**Short task:** Copy out every line of the records below without any changes, leaving out the pictures.

■ ■ ■ ■ ■

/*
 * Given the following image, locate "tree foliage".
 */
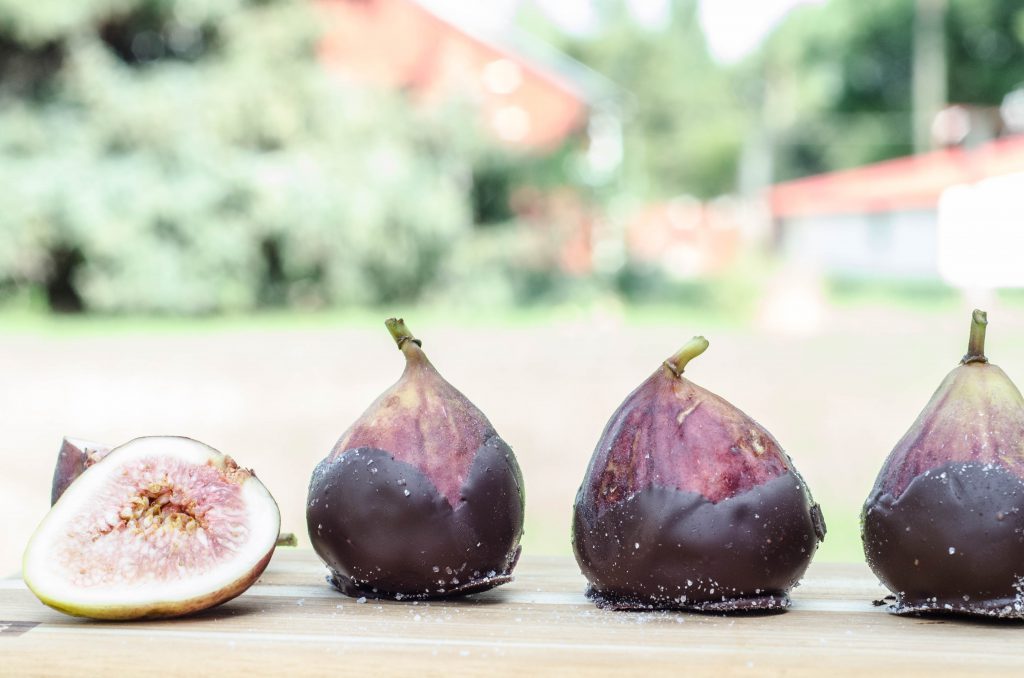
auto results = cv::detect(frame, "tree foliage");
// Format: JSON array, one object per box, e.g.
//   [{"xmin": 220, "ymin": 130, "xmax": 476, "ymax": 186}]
[
  {"xmin": 0, "ymin": 0, "xmax": 470, "ymax": 312},
  {"xmin": 761, "ymin": 0, "xmax": 1024, "ymax": 179}
]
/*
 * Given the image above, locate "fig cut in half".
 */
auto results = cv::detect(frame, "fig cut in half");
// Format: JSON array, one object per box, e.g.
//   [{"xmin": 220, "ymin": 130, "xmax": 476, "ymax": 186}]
[{"xmin": 23, "ymin": 436, "xmax": 281, "ymax": 620}]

■ ■ ■ ■ ■

**Expected output:**
/*
 * Given the following image, locate "tree foliage".
 */
auto results = cv::detect(frame, "tree foliage");
// Format: JSON array, one object per box, e.g.
//   [{"xmin": 220, "ymin": 130, "xmax": 476, "ymax": 186}]
[
  {"xmin": 0, "ymin": 0, "xmax": 470, "ymax": 312},
  {"xmin": 761, "ymin": 0, "xmax": 1024, "ymax": 179}
]
/*
 * Given the image above, locate "fig cut in half".
 */
auto results = cv::detect(frame, "fig cut in half");
// Format: JSON array, one object per box, e.g.
//   [{"xmin": 220, "ymin": 130, "xmax": 476, "ymax": 186}]
[{"xmin": 23, "ymin": 436, "xmax": 281, "ymax": 620}]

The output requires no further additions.